→ **What to do**:
[1] Translate this sentence from the treadmill desk article below into Spanish: "The top speed is two miles per hour, so it's not meant to serve as a cardio workout."
[2] Resume the treadmill desk article below, picking up right after its last sentence.

When I first read about the Walkstation—a combination desk and treadmill that lets workers walk while they type—I desperately wanted to try it.
With our fingers regularly tapping out emails on Blackberrys or text messages on cell phones as we walk down the street, Washingtonians have long since proven we’re beyond the old saw about walking and chewing gum. But could we walk and create a PowerPoint presentation? Or update an Excel document? Or, perhaps, walk and write a story about the treadmill desk? Curious, I asked to borrow a Walkstation to test for myself.
Dr. James Levine, an endocrinologist at the Mayo Clinic, jimmy-rigged the first treadmill desk in his office a few years ago while researching activity levels and obesity. Word of his quirky new workstation spawned a mini-industry for multitasking enthusiasts. Web sites offered advice on creating your own treadmill desk; companies developed desktops that would fit over a traditional treadmill; and Dr. Levine collaborated with Steelcase, an office-furniture company, to create the Walkstation.
A height-adjustable desk and low-speed treadmill, the Walkstation was introduced in November 2007. Its $4,200 pricetag and size (about five feet by five feet) mean that it’s usually a shared resource. A company might have a couple that employees can sign up to use for an hour or two, or put several in a conference room so workers can walk while they talk.
The top speed is two miles per hour, so it’s not meant to serve as a cardio workout. You can walk and work without breaking a sweat.
“If you’re a person who is not regularly engaged in exercise, this could serve as your dose of activity, especially in the beginning,” says Cedric Bryant, chief science officer for the American Council on Exercise. “Just moving is really the mantra. If you’re already engaged in a fitness program you don’t want to abandon that for this. You need to get your heart rate up beyond what this would do. This would be a supplement.”

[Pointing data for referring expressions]
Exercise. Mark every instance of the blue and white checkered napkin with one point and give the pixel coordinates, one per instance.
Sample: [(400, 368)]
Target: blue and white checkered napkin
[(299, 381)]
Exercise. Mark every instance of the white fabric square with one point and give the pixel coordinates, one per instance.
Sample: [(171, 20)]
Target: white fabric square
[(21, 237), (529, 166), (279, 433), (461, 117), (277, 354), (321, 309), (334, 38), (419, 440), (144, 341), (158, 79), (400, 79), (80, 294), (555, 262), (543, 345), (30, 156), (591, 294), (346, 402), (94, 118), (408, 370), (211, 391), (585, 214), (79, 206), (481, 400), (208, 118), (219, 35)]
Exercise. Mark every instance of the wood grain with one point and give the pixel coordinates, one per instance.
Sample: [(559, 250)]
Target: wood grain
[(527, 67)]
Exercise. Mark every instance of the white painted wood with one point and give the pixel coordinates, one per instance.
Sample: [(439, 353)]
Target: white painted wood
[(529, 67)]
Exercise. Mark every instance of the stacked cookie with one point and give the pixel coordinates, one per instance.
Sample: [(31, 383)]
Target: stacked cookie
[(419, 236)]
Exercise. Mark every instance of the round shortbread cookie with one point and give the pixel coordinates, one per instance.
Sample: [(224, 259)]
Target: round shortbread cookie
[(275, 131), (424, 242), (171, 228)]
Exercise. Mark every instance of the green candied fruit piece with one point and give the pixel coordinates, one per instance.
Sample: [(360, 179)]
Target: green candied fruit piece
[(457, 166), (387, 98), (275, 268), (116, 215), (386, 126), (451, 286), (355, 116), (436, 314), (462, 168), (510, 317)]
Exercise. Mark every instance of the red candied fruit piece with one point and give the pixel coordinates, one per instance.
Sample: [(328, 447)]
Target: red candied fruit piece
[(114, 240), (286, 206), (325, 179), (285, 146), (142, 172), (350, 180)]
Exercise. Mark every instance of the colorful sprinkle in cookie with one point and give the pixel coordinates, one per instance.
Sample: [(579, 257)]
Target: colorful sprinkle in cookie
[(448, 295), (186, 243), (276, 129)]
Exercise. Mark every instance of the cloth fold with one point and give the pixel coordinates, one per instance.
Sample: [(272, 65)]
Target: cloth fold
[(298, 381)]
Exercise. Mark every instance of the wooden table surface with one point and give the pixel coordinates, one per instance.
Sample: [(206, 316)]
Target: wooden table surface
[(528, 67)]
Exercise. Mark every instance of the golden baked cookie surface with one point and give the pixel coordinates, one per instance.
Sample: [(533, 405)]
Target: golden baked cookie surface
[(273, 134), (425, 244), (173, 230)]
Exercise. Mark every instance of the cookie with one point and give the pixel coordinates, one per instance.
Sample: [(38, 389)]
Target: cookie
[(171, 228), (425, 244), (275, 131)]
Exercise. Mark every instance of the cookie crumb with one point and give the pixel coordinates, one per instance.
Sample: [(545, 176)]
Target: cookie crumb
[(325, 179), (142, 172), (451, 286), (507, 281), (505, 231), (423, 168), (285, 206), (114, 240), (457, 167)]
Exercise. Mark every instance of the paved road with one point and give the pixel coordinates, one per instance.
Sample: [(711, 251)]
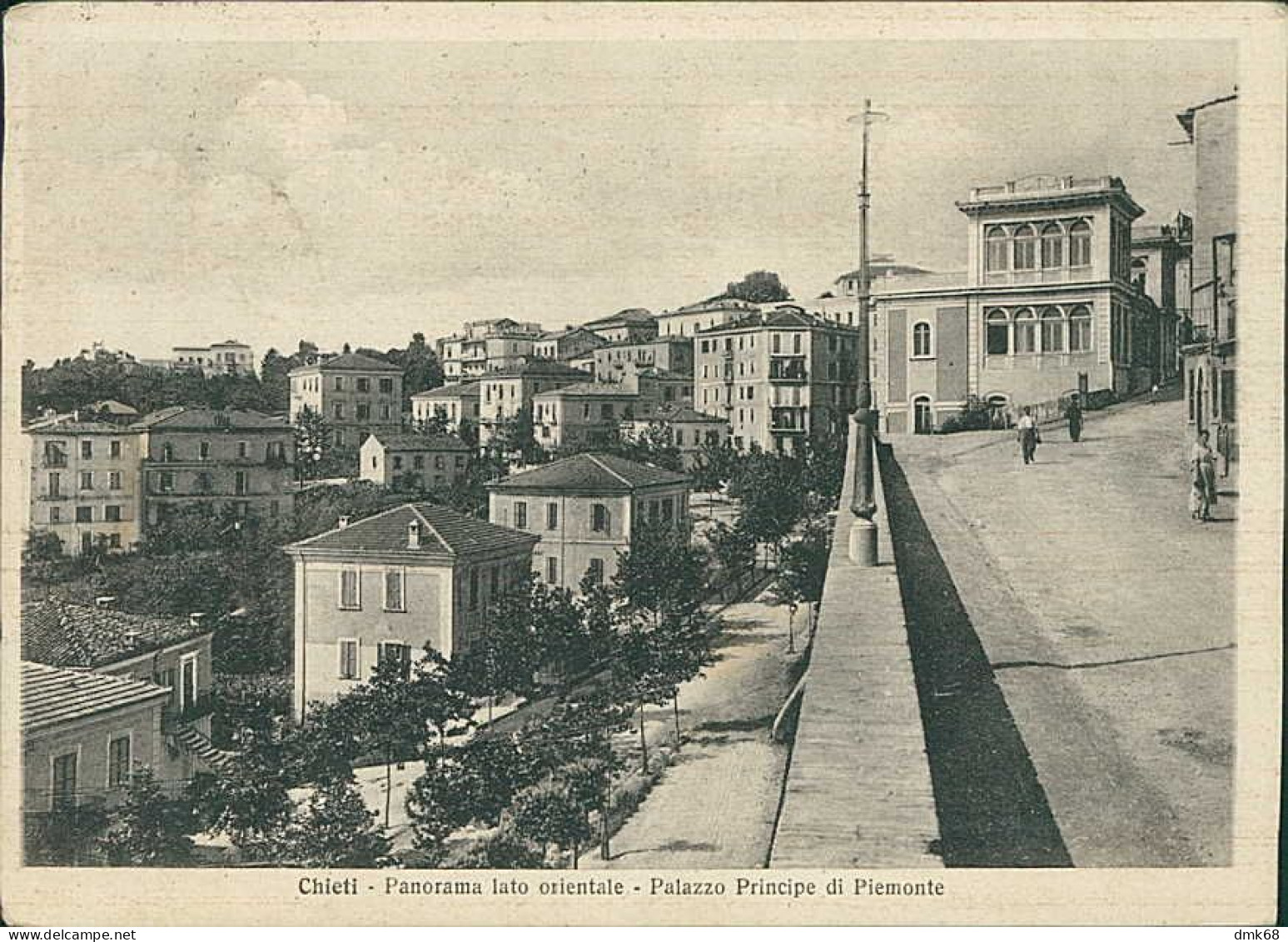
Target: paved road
[(715, 805), (1108, 619)]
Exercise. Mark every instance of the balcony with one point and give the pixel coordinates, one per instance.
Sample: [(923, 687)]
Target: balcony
[(199, 709)]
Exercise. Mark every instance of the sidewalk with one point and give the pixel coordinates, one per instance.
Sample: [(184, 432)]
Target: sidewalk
[(1108, 619), (715, 805)]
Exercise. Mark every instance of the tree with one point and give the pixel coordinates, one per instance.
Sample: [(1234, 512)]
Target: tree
[(247, 800), (334, 829), (148, 830), (758, 287), (549, 814), (803, 569), (312, 441)]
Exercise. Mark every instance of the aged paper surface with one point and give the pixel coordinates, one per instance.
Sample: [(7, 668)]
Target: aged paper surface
[(101, 179)]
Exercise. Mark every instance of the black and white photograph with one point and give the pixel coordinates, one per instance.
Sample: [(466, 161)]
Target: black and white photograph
[(800, 464)]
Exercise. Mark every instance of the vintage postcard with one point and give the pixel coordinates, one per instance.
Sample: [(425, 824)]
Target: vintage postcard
[(642, 463)]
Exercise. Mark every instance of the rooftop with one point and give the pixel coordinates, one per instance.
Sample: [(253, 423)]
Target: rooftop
[(63, 634), (590, 473), (351, 361), (187, 418), (442, 532), (451, 390), (590, 390), (420, 442), (57, 695)]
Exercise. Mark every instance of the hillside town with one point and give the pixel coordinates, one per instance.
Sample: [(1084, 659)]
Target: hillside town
[(470, 602)]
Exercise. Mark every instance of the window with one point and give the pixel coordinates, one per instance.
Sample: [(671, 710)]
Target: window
[(119, 760), (1080, 330), (395, 652), (1052, 331), (1052, 245), (1026, 249), (395, 601), (920, 339), (1026, 331), (998, 330), (351, 589), (187, 680), (995, 249), (1080, 244), (62, 793), (348, 669)]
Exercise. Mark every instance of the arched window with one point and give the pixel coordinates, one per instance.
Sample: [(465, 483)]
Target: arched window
[(1080, 330), (1052, 245), (1026, 249), (995, 249), (1080, 244), (921, 339), (1052, 330), (1026, 330), (922, 419), (998, 330)]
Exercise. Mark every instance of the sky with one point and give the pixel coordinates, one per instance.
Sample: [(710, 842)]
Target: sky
[(186, 192)]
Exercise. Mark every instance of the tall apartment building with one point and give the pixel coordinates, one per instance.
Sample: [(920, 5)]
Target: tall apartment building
[(1211, 357), (216, 459), (1046, 307), (355, 393), (485, 346), (777, 376), (85, 483)]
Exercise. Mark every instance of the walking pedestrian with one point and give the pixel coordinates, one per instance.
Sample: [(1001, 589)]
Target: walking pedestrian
[(1202, 478), (1074, 415), (1028, 435)]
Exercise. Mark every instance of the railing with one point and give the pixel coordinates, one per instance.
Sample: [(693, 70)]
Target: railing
[(200, 708)]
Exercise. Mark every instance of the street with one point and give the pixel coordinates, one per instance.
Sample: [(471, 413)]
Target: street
[(1106, 616)]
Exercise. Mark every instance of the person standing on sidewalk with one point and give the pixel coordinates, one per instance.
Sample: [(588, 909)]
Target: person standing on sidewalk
[(1074, 415), (1202, 478), (1028, 433)]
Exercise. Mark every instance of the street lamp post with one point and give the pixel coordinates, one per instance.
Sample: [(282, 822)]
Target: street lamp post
[(863, 530)]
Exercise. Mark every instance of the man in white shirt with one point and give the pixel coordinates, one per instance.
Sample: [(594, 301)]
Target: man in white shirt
[(1028, 432)]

→ **Your responses**:
[1] La velocidad máxima es de dos millas por hora, así que no está pensada para servir como ejercicio cardiovascular.

[2]
As a runner in training for a half marathon, I wasn’t willing to forgo my usual workout. On the day the treadmill desk arrived, I ran and then hopped on the Walkstation and got to work.
The representative from Steelcase recommended starting slowly, with just a half hour to an hour a day. But this wasn’t an option for me, due to a serious miscalculation: I hadn’t considered the size of the Walkstation. Cramming it into my small office required disassembling my desk, which meant I didn’t have anywhere else to work.
So I walked. When I needed a break, I stopped the treadmill and stood at the desk. The first day, I walked for a little over three hours and logged more than six miles.
When I was talking on the phone, I could walk at the maximum speed without getting short of breath or causing anyone to comment about inappropriate heavy breathing. While typing or reading, I needed to go slower—one to one-and-a-half miles an hour—or I would get motion sick. Legible handwriting required a snail’s pace; I eventually gave up and waited until I was standing still. At those speeds, I walked over 45 miles during the course of a week. My longest day clocked in at just over ten miles.
At first, I felt much hungrier. At that pace, the average person burns about 100 calories an hour. I didn’t want to use the extra exercise as an excuse to scarf down more food and end up gaining weight, so I was grateful when the hunger subsided by the third day. I suspect that had I used the Walkstation for a longer period of time, I would have started to lose weight.
I was able to keep running, but my body ached—especially my lower back, feet, and ankles. Yoga proved to be bodily manna. It kept me from getting too tight or stiff. Occasional doses of ibuprofen helped, too.
I was tired. I slept more, crashing earlier than usual. I also slept better, waking up less frequently during the night. And I wasn’t tired during the day. In fact, I felt much more focused. I didn’t need a mid-afternoon pick-me-up; the treadmill desk was better than a shot of espresso.
If it weren’t so large, I would love to lace up my sneakers for work on a regular basis. While I didn’t need to be lured off the sofa for my daily workout, I liked that I was getting a little extra exercise. I like the very idea that I was multi-tasking. But most of all, I loved the mental clarity. I can’t keep the treadmill desk, but when faced with a blank screen, I now take a stroll around the block to clear away the fog.